Reproduce the following records word for word, leaving out the pictures.

> Excerpts from point annotation data:
--------------------------------
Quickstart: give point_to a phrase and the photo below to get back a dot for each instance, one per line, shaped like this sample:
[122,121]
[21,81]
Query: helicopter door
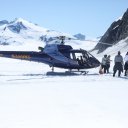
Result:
--------------------------------
> Solved problem:
Quickstart: give point_to a phrase and the photo below to get back a dot for each instance, one per line, shaped like this sample:
[122,121]
[21,81]
Query: helicopter door
Result:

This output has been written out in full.